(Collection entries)
──────────
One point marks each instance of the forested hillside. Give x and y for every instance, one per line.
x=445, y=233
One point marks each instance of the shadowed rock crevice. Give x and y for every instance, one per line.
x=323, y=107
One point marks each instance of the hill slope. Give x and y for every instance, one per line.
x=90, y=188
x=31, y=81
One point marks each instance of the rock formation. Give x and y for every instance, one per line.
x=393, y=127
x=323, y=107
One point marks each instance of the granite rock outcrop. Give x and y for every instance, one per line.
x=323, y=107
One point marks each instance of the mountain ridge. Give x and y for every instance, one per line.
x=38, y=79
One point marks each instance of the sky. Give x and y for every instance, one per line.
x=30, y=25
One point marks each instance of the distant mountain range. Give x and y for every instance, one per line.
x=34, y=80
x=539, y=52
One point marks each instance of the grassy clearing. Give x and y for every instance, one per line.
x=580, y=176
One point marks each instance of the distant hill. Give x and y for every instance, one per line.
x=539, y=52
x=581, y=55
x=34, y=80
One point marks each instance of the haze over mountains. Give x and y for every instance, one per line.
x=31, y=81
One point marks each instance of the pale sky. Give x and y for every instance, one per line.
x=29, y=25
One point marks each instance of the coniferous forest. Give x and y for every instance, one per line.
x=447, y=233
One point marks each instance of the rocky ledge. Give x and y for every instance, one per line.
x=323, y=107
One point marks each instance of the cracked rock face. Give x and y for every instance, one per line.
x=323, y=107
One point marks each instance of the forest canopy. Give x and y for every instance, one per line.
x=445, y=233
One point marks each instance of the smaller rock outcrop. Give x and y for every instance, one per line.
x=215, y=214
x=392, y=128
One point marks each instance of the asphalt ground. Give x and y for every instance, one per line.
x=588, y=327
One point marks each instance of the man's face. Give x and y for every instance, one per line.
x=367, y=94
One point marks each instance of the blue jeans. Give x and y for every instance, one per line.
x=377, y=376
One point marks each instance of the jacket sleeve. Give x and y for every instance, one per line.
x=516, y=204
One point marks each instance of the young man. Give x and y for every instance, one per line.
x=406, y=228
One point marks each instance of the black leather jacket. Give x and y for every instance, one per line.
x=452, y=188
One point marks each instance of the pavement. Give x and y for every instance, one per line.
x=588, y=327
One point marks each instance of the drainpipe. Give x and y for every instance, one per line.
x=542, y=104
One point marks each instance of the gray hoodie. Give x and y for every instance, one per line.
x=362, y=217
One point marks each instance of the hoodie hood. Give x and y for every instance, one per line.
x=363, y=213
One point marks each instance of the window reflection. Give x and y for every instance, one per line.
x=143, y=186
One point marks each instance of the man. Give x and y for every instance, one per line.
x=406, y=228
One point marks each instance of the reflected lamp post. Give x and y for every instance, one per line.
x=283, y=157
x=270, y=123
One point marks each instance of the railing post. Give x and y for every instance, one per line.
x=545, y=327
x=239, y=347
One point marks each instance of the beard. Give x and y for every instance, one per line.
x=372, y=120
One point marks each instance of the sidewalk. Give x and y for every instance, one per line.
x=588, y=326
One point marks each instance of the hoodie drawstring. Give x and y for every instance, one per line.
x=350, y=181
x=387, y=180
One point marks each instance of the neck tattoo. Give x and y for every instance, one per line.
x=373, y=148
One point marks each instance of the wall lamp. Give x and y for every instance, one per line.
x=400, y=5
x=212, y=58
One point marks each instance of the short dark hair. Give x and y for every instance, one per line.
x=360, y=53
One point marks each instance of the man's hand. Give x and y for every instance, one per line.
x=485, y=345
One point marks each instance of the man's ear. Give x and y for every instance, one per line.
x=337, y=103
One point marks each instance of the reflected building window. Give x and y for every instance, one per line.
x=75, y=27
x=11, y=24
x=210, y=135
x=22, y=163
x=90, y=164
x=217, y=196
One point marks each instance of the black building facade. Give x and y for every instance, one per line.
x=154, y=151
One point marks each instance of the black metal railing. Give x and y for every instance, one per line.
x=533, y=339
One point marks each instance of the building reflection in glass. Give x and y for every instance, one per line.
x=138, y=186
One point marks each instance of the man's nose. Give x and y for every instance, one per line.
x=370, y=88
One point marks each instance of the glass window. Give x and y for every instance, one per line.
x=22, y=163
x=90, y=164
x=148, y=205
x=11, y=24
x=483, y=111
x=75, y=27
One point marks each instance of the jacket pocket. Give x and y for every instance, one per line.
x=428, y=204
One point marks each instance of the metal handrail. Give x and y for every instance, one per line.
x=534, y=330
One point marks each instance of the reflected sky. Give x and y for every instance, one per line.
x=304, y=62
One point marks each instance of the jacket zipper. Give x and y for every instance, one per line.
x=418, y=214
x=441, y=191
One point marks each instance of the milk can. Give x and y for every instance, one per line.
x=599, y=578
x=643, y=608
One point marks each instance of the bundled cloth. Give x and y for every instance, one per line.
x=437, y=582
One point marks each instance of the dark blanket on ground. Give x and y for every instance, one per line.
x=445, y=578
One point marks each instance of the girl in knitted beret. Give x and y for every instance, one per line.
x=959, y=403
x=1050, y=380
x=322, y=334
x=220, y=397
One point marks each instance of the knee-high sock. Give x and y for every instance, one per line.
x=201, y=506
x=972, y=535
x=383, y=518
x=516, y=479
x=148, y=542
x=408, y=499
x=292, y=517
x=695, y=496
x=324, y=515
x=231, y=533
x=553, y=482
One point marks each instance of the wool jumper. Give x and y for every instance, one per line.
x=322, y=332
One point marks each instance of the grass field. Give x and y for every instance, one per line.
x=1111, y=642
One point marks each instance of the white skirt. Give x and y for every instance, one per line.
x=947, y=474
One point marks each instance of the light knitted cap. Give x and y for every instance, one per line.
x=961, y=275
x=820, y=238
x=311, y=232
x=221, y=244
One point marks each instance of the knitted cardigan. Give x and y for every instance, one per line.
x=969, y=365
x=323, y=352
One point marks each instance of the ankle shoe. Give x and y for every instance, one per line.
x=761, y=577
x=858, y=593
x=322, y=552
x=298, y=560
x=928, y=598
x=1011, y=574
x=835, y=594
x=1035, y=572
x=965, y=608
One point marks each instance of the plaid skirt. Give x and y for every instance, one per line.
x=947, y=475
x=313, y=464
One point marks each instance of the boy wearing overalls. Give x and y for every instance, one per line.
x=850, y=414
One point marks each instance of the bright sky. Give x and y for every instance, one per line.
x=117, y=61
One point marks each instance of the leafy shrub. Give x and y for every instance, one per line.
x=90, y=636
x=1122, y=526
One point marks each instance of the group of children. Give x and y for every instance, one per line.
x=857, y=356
──────────
### Given request
Copy out the records from the line containing "One point marks each instance of the reflected lamp" through the line containing "x=372, y=120", inclusive, swapping "railing post" for "fence post" and leaving all else unchanged.

### The reply
One point marks each instance of the reflected lamp post. Give x and y for every instance, one per line.
x=283, y=157
x=270, y=123
One point marks each instance of the fence post. Give x and y for every instance, one per line.
x=545, y=327
x=239, y=347
One point marks each instance of the beard. Give x and y for every instance, one per line.
x=372, y=120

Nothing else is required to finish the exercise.